Ramping up supplies of ventilators to meet the demands of COVID-19 is more than a matter of simply increasing physical stock of the machines.
With the Georgia's peak of COVID-19 cases reportedly passed according to CDC and Georgia Department of Public Health models and criteria, Stephens County Hospital remained well below capacity use of resources in terms of facility space, personnel, Personal Protective Equipment (PPE) such as masks, gloves and gowns, and in terms of ventilators, according to hospital officials.
Stephens County Hospital added to their stock of eight on-site ventilators as concerns over the SARS-CoV-2 virus and it’s resulting health complications increased in the United States early in the year. The hospital procured four additional ventilators since the start of the COVID-19 pandemic, brining the total of on-site ventilators to 12, Van Loskoski told ConnectLocal in mid April.
The hospital has not submitted a request for any additional ventilators, he said, but explained that regional hospitals are collaborating - meeting regularly through virtual meetings - and have discussed how many ventilators each hospital has on hand, in case the need arises for the transfer of patients from one facility to another to utilize on-hand ventilators.
While the hospital is not expecting any increase in their inventory of 12 ventilators, Loskoski said the hospital is also in regular communication with the Department of Public Heath regarding hospital resources.
“Should the need rise, we will apply for federal assistance with adding ventilators,” he said. “This is also another reason we are in constant communication with all other regional hospitals. Our resources are greater together than isolated and it will take a regional effort to combat this virus. We're working together with other hospitals in a truly uniform effort.”
Ramping up supplies of ventilators to meet the demands of COVID-19 is more than a matter of simply increasing physical stock of the machines, Loskoski said.

*Work request A*
According to the article about Stephens County Hospital's ventilators, how many ventilators did the hospital have on site in total after its recent additions?
*Work request B*
Carry on the article about Stephens County Hospital's ventilators from where it ends.

*Dataset extract*
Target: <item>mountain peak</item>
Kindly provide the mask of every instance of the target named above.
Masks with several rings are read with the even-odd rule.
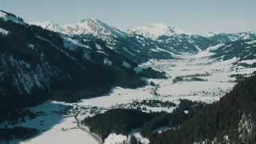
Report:
[[[148,26],[142,26],[134,30],[130,30],[129,31],[154,39],[156,39],[162,35],[172,36],[174,34],[188,34],[183,30],[178,30],[174,26],[170,26],[162,23],[154,23]]]

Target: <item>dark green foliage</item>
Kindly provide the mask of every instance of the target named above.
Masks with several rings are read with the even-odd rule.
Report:
[[[106,94],[114,86],[142,86],[146,82],[141,76],[163,77],[162,73],[150,69],[138,75],[133,70],[138,66],[136,63],[110,50],[98,38],[88,38],[84,42],[78,38],[90,49],[77,46],[72,50],[64,46],[63,35],[37,26],[0,19],[0,26],[9,31],[7,35],[0,35],[0,115],[48,99],[77,102]],[[96,43],[104,54],[97,51]],[[86,54],[90,59],[85,57]],[[112,65],[106,65],[104,58],[110,59]],[[125,68],[123,62],[131,68]],[[41,85],[34,85],[27,91],[24,83],[30,82],[23,77],[35,75],[41,76]],[[22,78],[24,83],[17,82]]]
[[[0,143],[11,139],[28,139],[35,136],[38,130],[26,127],[0,128]]]
[[[214,138],[222,142],[226,134],[229,135],[231,142],[242,143],[238,139],[238,126],[242,114],[251,115],[252,120],[255,121],[255,75],[246,78],[219,102],[200,110],[183,122],[178,130],[170,130],[162,134],[154,134],[150,138],[151,143],[190,144],[206,139],[212,141]],[[247,142],[254,143],[255,138],[247,139]]]
[[[88,126],[90,131],[104,139],[110,133],[126,135],[132,129],[141,127],[153,117],[152,114],[136,110],[113,109],[104,114],[87,118],[82,121],[82,124]]]
[[[162,112],[155,114],[150,121],[144,123],[141,134],[144,137],[151,137],[154,130],[161,127],[177,129],[180,124],[191,118],[198,110],[202,109],[205,104],[180,99],[180,104],[174,110],[173,113]],[[185,113],[186,110],[187,114]]]

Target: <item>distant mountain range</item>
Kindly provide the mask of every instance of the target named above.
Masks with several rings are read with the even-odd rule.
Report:
[[[0,107],[22,107],[48,98],[77,100],[113,86],[141,86],[142,77],[164,74],[138,64],[184,53],[210,50],[214,59],[255,59],[255,39],[254,31],[198,35],[161,24],[122,31],[97,19],[64,26],[28,24],[0,11]],[[220,46],[209,49],[215,46]]]

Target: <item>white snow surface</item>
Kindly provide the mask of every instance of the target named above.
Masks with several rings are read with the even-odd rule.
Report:
[[[54,32],[58,32],[58,33],[65,33],[63,28],[53,22],[50,21],[46,21],[46,22],[29,22],[30,25],[34,25],[34,26],[41,26],[43,29],[46,29]]]
[[[3,19],[4,21],[11,21],[13,22],[15,22],[15,23],[18,23],[20,25],[26,24],[22,19],[19,19],[18,18],[15,18],[14,16],[10,15],[10,14],[5,13],[3,11],[1,11],[1,10],[0,10],[0,18]]]
[[[172,36],[174,34],[190,34],[189,33],[186,33],[174,26],[169,26],[161,23],[142,26],[134,30],[129,30],[128,31],[130,33],[135,33],[154,39],[156,39],[162,35]]]
[[[206,51],[209,51],[209,50],[206,50]],[[200,53],[203,54],[206,51]],[[249,70],[243,67],[239,68],[239,70],[233,70],[233,63],[237,62],[236,58],[228,61],[214,61],[204,54],[200,55],[200,53],[197,55],[184,54],[180,56],[179,59],[151,60],[139,66],[142,69],[150,66],[153,69],[166,73],[167,79],[147,79],[148,82],[153,82],[157,86],[149,85],[138,89],[115,87],[110,94],[102,97],[83,99],[74,104],[62,104],[62,106],[71,105],[74,106],[73,110],[76,110],[69,115],[70,116],[70,118],[63,118],[63,114],[53,113],[53,111],[56,111],[56,109],[58,110],[62,107],[62,105],[46,102],[34,107],[34,110],[39,111],[43,107],[46,111],[50,112],[47,112],[44,116],[40,116],[34,120],[28,120],[20,125],[46,130],[39,136],[22,142],[50,143],[51,142],[57,142],[57,138],[62,138],[63,140],[61,138],[61,142],[62,143],[66,142],[68,143],[73,140],[72,142],[76,142],[76,143],[80,143],[81,142],[81,143],[94,144],[97,143],[97,141],[92,139],[90,134],[75,128],[76,124],[74,123],[74,119],[73,117],[77,112],[79,114],[78,118],[82,120],[86,117],[104,113],[110,109],[120,107],[120,105],[125,106],[125,108],[134,109],[135,107],[130,107],[129,105],[125,105],[134,101],[140,102],[154,99],[162,102],[170,101],[178,104],[180,98],[182,98],[211,103],[218,101],[233,88],[235,84],[235,79],[230,77],[231,74],[237,73],[250,74],[254,71],[254,69]],[[178,76],[186,78],[197,77],[207,81],[173,82],[174,78]],[[155,94],[158,94],[156,95]],[[96,109],[94,109],[95,107]],[[174,108],[150,107],[149,106],[146,106],[146,110],[145,112],[164,110],[169,113],[172,112]],[[92,111],[92,110],[96,110],[95,113],[90,113],[90,111]],[[184,112],[186,113],[186,111]],[[40,125],[41,120],[45,121],[43,126]],[[48,125],[51,126],[46,128]],[[62,128],[67,130],[62,130]],[[74,134],[76,134],[74,135]],[[131,134],[134,134],[136,138],[140,138],[139,131]],[[112,134],[107,138],[106,142],[118,143],[125,138],[129,139],[129,137]],[[46,142],[48,140],[49,142]],[[145,142],[142,143],[149,142],[146,138],[142,137],[141,137],[141,141]]]
[[[8,35],[9,31],[8,31],[8,30],[5,30],[5,29],[2,29],[2,28],[1,28],[1,27],[0,27],[0,34],[3,34],[3,35],[6,36],[6,35]]]

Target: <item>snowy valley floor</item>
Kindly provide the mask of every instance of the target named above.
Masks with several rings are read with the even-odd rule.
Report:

*Exercise answer A*
12

*Exercise answer B*
“Ventilator management requires a very specialized team- Physicians with critical care knowledge, Critical Care Nurses (both ED and ICU), and respiratory therapists. There are lab and radiology components as well,” he said. “The units themselves do require additional space in the patient's room – which our rooms are equipped to handle – as well as hook ups for medical gases and electricity.”
Ventilators are often a required component of care for COVID-19 patients who develop severe symptoms – approximately 5 percent of confirmed cases, according to CDC data.
“It is that fiver percent bracket of patients, those who are in critical care, that may require a ventilator,” Loskoski explained. “The issue with COVID is that patients are developing ARDS (adult respiratory distress syndrome) or respiratory failure, that in many cases require mechanical ventilation. The other caveat is that these patients are requiring longer length of stays so they may be on a ventilator much longer than average hospital admissions.”
According to today’s Stephens County Hospital COVID-19 statistics update, 59 patients have been treated at Stephens County Hospital for COVID-19 complications since early the county’s first confirmed COVID-19 case.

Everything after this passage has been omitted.